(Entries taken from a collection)
• • • • • • •
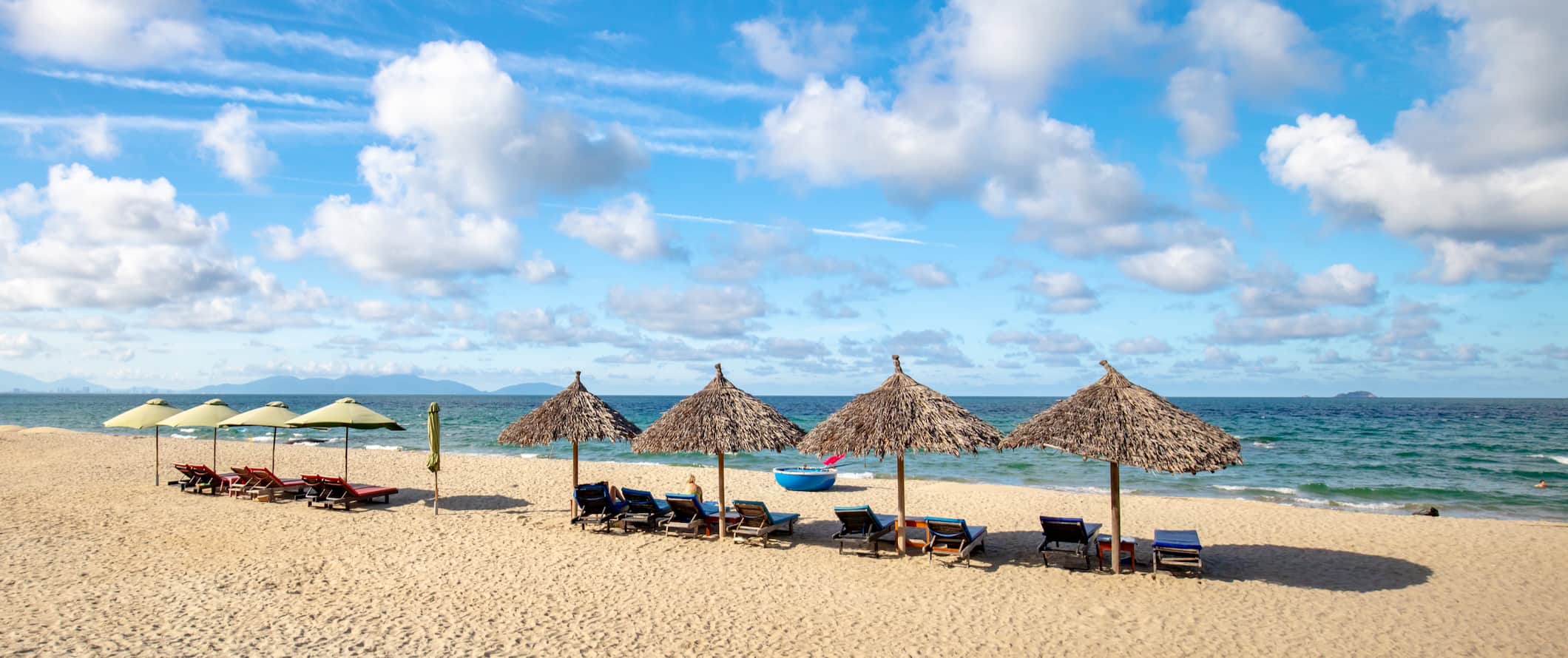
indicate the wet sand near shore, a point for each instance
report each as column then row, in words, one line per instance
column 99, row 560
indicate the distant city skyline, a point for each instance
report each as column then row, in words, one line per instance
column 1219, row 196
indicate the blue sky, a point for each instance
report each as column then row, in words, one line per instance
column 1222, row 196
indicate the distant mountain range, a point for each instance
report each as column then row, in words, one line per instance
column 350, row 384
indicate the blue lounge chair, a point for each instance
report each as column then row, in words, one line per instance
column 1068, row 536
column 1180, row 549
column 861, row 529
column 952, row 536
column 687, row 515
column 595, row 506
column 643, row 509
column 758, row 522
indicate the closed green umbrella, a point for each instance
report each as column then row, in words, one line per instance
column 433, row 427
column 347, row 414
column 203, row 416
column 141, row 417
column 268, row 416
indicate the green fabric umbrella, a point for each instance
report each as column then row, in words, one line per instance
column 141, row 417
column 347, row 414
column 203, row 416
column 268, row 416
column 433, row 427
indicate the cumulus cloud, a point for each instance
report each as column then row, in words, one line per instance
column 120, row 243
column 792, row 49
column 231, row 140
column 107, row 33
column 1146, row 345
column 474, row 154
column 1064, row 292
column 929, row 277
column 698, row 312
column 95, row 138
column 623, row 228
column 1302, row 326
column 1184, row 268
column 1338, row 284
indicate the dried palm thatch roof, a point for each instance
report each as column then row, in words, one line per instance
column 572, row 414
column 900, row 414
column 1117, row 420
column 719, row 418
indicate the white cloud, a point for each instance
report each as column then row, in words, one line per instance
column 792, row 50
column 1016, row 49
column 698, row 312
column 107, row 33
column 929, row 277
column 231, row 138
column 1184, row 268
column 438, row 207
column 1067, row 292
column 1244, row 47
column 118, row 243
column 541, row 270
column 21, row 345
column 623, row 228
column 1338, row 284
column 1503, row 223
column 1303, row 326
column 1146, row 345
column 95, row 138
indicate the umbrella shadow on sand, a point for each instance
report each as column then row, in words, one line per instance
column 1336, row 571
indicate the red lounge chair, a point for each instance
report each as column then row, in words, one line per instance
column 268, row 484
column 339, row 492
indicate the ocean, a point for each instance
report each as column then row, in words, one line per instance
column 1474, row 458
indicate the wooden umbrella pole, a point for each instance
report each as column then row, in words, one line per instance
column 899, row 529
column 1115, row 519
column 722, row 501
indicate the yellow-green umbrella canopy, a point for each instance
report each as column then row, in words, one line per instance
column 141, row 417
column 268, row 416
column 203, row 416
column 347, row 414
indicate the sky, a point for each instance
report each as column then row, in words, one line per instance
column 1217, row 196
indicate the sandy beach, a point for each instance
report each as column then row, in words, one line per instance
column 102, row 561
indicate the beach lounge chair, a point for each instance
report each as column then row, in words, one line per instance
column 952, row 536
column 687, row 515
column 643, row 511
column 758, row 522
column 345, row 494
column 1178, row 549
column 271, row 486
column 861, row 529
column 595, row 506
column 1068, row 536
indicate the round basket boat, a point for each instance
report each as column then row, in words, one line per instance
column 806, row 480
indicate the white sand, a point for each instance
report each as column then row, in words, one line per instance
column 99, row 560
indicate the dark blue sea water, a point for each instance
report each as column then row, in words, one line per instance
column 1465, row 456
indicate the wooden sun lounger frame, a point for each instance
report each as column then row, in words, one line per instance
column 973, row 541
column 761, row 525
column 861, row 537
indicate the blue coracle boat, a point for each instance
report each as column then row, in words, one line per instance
• • • • • • •
=== WHAT YOU SHOULD DO ===
Look through the data above and return exactly the lines from the one that contains "indicate the distant mountain" to the one that contains "indicate the green", inclusive, with nothing else.

=== RESULT OF THE TASK ===
indicate the distant mountain range, a point for each instance
report each as column then row, in words, one line per instance
column 350, row 384
indicate the blue lounge chair, a point for each instance
report each as column then row, in words, one line per instance
column 1068, row 536
column 1180, row 549
column 861, row 529
column 952, row 536
column 687, row 515
column 595, row 506
column 643, row 509
column 758, row 522
indicate the closed green umbrella, a point for each instance
report each as column then row, in words, one line per instance
column 433, row 427
column 347, row 414
column 203, row 416
column 141, row 417
column 268, row 416
indicate the green fabric umbrella, a point for each instance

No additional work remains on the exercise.